_Goal:_ Copy the line containing "Indicate the parked", then all lines after it up to and including the final line of the material, exactly and without additions.

# start of Extracted records

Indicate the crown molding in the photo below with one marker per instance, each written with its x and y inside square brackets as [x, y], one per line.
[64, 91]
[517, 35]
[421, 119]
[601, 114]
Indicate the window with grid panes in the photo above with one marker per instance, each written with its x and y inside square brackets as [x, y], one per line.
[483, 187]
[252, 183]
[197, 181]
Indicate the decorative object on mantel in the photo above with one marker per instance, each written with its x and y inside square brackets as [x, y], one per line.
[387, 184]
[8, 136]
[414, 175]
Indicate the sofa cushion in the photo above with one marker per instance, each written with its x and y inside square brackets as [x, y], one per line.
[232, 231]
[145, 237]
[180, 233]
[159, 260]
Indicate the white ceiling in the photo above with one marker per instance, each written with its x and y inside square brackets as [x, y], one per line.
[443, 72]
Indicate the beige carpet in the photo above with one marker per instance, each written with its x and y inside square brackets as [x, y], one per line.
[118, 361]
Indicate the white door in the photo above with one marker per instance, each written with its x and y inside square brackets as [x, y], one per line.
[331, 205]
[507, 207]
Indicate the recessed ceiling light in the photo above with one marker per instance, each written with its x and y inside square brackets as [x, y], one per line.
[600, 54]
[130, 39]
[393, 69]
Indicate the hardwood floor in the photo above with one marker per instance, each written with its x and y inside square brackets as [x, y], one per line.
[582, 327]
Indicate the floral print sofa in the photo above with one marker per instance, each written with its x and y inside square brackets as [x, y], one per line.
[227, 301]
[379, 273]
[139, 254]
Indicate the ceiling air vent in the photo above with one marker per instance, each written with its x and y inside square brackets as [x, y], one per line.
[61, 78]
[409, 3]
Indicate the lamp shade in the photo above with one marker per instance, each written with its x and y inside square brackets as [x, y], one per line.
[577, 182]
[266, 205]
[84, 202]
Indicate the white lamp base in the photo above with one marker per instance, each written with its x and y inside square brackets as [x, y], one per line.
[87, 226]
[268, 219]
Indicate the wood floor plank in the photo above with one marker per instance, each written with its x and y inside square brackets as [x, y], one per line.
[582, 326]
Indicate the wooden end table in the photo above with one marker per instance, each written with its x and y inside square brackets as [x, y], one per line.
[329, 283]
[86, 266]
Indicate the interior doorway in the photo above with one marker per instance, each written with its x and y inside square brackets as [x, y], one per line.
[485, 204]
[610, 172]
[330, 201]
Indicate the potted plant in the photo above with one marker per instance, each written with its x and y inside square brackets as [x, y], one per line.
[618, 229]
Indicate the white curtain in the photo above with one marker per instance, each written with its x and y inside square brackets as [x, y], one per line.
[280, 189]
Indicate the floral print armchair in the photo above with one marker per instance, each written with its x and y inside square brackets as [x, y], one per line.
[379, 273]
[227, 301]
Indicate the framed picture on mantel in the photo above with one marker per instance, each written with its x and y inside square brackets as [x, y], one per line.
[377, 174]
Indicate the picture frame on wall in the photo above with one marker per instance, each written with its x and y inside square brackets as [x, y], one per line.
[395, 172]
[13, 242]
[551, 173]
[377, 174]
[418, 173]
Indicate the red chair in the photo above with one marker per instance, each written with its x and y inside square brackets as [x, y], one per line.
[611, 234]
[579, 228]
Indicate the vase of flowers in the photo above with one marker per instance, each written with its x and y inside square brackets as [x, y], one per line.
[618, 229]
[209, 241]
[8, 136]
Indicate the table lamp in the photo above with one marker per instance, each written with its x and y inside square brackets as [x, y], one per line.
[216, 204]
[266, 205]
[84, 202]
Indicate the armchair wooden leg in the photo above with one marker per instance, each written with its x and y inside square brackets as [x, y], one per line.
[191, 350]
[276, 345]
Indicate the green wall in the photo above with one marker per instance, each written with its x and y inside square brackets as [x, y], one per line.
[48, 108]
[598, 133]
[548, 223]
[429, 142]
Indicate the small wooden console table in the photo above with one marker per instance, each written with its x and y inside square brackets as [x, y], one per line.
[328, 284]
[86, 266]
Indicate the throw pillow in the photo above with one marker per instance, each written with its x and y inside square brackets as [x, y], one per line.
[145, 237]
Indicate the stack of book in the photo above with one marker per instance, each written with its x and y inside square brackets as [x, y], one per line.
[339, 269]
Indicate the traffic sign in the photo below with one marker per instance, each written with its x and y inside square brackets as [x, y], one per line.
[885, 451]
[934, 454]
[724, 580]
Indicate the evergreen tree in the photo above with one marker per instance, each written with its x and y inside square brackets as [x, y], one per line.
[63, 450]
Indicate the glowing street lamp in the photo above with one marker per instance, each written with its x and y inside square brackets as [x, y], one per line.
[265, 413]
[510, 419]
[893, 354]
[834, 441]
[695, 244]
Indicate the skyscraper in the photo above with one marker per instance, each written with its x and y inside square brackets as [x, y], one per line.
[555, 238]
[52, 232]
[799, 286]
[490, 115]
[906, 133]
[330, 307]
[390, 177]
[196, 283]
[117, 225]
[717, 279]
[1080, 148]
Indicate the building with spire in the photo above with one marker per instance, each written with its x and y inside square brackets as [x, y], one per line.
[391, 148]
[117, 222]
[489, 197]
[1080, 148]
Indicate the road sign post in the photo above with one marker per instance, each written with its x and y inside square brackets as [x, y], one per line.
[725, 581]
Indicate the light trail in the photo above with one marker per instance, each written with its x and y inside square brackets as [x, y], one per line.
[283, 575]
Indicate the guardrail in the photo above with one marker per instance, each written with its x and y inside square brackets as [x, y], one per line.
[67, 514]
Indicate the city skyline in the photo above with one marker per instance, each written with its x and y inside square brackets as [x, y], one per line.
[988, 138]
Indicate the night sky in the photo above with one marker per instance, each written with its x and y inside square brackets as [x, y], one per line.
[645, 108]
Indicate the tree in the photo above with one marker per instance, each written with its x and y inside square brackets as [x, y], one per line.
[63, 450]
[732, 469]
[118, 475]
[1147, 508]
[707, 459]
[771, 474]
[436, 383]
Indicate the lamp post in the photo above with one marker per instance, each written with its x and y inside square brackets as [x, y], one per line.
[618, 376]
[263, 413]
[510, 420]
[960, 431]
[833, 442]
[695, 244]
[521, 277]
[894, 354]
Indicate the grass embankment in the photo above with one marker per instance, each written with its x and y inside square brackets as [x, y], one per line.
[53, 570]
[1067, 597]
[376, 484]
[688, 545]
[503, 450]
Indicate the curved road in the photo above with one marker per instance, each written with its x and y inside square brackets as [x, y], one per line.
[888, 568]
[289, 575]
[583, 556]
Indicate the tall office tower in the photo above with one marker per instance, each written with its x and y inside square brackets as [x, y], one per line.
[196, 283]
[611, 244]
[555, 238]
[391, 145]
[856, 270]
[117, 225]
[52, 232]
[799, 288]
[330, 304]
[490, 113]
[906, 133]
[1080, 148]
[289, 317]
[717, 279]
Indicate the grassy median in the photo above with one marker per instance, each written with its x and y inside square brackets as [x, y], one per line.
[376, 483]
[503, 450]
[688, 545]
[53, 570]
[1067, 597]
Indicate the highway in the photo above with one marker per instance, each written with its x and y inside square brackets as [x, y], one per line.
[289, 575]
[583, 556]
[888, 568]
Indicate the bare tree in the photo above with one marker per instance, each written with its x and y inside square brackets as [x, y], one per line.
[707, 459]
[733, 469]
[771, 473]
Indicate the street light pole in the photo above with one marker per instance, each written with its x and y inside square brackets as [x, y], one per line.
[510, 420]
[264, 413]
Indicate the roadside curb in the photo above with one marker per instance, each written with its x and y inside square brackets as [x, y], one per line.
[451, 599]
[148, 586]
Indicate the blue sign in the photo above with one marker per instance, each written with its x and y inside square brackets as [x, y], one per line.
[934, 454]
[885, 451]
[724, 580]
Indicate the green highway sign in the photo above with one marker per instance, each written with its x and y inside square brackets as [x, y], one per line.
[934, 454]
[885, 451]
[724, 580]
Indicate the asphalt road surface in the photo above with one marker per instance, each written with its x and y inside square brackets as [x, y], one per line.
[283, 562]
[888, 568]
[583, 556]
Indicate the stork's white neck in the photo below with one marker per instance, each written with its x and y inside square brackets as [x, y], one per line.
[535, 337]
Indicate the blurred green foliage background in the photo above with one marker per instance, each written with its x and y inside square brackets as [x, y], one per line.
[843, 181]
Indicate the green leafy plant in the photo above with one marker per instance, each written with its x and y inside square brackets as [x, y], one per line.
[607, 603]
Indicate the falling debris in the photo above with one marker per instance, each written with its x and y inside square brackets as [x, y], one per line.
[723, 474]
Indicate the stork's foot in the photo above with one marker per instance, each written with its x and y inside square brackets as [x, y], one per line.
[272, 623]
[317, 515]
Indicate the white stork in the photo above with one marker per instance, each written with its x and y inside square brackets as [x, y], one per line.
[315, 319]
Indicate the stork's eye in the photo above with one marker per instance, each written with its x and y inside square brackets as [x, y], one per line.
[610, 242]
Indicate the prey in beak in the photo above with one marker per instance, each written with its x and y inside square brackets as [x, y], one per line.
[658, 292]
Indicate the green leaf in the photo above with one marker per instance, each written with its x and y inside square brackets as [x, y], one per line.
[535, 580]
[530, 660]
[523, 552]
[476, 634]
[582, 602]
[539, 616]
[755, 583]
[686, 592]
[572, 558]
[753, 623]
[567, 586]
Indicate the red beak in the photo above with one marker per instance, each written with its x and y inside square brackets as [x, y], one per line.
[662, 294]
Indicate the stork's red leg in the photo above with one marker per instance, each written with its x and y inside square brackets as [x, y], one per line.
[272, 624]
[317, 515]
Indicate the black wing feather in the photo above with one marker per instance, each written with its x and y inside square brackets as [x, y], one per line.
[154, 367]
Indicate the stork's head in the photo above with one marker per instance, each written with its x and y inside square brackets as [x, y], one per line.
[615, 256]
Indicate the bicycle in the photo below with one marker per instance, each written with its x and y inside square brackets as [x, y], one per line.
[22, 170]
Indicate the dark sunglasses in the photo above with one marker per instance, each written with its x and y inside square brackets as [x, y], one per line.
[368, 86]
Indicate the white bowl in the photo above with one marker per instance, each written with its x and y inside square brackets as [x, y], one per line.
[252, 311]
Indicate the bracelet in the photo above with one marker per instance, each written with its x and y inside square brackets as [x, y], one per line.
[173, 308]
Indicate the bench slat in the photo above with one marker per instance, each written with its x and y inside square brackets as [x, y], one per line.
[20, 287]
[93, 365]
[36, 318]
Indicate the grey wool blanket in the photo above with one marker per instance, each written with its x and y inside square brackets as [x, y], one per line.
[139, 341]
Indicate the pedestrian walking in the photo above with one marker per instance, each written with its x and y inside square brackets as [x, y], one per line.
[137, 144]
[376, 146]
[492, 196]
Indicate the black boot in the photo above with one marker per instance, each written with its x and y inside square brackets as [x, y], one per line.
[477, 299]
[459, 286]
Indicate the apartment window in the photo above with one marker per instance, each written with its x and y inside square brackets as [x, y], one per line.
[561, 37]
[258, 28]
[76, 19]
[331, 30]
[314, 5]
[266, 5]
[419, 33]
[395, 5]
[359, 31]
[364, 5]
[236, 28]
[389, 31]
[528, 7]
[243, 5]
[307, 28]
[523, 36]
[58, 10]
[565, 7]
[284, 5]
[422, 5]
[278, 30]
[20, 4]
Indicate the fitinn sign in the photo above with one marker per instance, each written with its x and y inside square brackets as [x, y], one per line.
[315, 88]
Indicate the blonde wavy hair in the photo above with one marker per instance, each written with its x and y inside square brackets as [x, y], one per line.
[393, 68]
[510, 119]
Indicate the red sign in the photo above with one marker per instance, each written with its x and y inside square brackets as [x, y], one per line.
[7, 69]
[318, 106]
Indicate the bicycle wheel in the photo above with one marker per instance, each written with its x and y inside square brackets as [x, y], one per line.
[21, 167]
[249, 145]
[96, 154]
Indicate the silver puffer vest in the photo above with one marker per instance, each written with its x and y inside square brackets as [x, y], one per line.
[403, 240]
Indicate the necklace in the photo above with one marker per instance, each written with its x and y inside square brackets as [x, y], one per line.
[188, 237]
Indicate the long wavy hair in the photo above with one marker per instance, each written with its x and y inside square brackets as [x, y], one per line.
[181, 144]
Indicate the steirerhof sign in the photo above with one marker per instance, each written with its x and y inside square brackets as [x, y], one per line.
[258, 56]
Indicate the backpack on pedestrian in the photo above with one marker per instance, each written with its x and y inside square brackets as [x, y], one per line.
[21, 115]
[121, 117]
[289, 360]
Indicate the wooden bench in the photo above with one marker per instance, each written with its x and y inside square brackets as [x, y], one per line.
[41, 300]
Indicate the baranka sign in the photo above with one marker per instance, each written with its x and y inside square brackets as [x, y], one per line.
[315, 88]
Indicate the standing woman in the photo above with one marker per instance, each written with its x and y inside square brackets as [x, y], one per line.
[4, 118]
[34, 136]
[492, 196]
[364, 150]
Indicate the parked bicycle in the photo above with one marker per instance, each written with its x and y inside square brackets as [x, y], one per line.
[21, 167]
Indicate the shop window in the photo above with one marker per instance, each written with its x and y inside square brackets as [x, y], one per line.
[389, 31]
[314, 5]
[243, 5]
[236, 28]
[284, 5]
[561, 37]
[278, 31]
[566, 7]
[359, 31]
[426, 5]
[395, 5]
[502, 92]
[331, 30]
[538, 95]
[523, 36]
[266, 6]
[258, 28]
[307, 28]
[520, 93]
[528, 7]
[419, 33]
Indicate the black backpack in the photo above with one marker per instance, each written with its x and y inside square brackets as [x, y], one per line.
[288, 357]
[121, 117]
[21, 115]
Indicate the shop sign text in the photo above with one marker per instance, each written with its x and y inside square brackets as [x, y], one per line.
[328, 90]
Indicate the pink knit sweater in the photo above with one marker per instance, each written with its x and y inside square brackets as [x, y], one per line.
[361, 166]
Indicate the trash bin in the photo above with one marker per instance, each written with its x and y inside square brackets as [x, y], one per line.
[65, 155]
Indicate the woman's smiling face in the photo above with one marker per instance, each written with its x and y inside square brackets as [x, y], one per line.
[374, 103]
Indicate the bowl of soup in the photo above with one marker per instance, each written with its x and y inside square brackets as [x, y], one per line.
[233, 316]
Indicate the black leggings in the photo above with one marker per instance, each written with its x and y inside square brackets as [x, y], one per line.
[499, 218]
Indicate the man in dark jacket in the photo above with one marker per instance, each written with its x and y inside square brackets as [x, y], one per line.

# end of Extracted records

_Solution for this task:_
Indicate the parked bicycle in the photo above with one marker per instance, each written with its x and y inside square brackets as [x, y], one per line.
[21, 167]
Indicate the shop window in the photo above with one marker per instance, each written with its x and y inside square brackets as [x, y], one per line.
[389, 31]
[314, 5]
[243, 5]
[236, 28]
[284, 5]
[561, 37]
[278, 31]
[566, 7]
[359, 31]
[426, 5]
[395, 5]
[502, 92]
[331, 30]
[538, 95]
[523, 36]
[266, 6]
[258, 28]
[307, 28]
[520, 93]
[528, 7]
[419, 33]
Indicate the black backpack in the photo above with one marker per instance, each written with its x and y inside square brackets as [x, y], one per line.
[288, 357]
[121, 117]
[21, 115]
Indicate the shop sign text in the photo above with one marker per instance, each written with its x and y inside square brackets as [x, y], one per line.
[328, 90]
Indicate the pink knit sweater in the photo above with one marker per instance, each written with its x and y inside square brackets as [x, y], one per line.
[361, 166]
Indicate the trash bin in the photo above with one marker per instance, each written with its x and y inside square brackets as [x, y], one per line.
[65, 155]
Indicate the woman's smiling face in the photo above with one marker per instance, each written with its x and y inside square brackets as [x, y], one per line.
[374, 103]
Indicate the bowl of soup in the photo above with one marker per instance, each written with its x and y inside square brackets as [x, y], one per line.
[233, 316]
Indicate the black leggings in the photo above with one marker per instance, each written with its x and y inside square brackets as [x, y], one per line.
[499, 218]
Indicate the man in dark jacket in the photo above with one marker per instance, each written with its x and y inside square brackets as [x, y], one per line.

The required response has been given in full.